*Selected excerpt:*
Valued at a market cap of $214.4 billion, International Business Machines Corporation (IBM) is a global technology and consulting company based in Armonk, New York. It provides enterprise-focused solutions across hybrid cloud infrastructure, artificial intelligence, software, and IT consulting services.
Companies valued at $200 billion or more are typically classified as “mega-cap stocks,” and IBM fits the label perfectly, with its market cap exceeding this threshold, underscoring its size, influence, and dominance within the information technology services industry. The company’s key strengths lie in its deep enterprise relationships, strong recurring revenue base, and leadership in hybrid cloud and AI solutions. It benefits from long-standing contracts with governments and large corporations, providing stable cash flows.
This tech giant has dipped 26.9% from its 52-week high of $324.90, reached on Nov. 12, 2025. Shares of IBM have declined 22% over the past three months, considerably lagging behind the State Street Technology Select Sector SPDR ETF’s (XLK) 2% rise during the same time frame.

*Records shown:*
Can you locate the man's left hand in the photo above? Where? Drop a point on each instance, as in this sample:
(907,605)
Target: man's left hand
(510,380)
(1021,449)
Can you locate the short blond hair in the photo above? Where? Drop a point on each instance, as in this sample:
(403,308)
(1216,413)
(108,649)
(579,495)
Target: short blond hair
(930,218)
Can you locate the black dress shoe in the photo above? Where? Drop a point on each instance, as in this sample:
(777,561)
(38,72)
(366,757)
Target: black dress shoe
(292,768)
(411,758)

--

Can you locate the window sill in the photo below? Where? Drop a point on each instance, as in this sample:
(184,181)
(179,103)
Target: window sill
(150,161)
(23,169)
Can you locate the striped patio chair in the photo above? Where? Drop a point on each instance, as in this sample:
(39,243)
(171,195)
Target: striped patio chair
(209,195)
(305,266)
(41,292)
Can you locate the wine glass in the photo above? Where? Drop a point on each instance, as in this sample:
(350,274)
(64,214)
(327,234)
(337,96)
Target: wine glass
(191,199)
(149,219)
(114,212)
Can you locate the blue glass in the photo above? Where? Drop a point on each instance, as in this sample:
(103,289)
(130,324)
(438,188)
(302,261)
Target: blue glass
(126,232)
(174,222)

*Required tasks:*
1) Sum up the IBM text in two sentences.
2) Translate this sentence from the IBM text into Spanish: "It benefits from long-standing contracts with governments and large corporations, providing stable cash flows."
3) Carry the IBM text forward from its last sentence.
The items come from a separate source and have nothing to do with the IBM text.

*Answers by task:*
1) IBM is a mega-cap technology and consulting company based in Armonk, New York, with strengths in hybrid cloud, AI, software, IT consulting and long-standing contracts that bring stable cash flows. Its stock has fallen 26.9% from its 52-week high of $324.90 and dropped 22% over the past three months, well behind the 2% rise of the State Street Technology Select Sector SPDR ETF.

2) Se beneficia de contratos de larga duración con gobiernos y grandes corporaciones, que le proporcionan flujos de caja estables.

3)
Moreover, on a YTD basis, shares of IBM are down 19.8%, compared to XLK’s slight drop. In the longer term, IBM has decreased 7.8% over the past 52 weeks, notably underperforming XLK’s 25.2% uptick over the same time frame.
To confirm its bearish trend, IBM has been trading below its 200-day moving average since mid-February and has remained below its 50-day moving average since early February.
IBM’s shares plummeted 13.2% on Feb. 23, following a disruptive announcement from AI startup Anthropic. The sell-off was triggered by the launch of Claude Code, a specialized AI tool designed to automate the modernization of COBOL, the legacy programming language that underpins the world’s financial infrastructure and runs primarily on IBM mainframes. Investors panicked over the tool’s potential to dismantle IBM’s expertise in mainframe consulting, as Anthropic claimed it could compress multi-year, consultant-heavy migration projects into just a few months.
IBM has outpaced its rival, Accenture plc (ACN), which dropped 47.2% over the past 52 weeks and 28.6% on a YTD basis.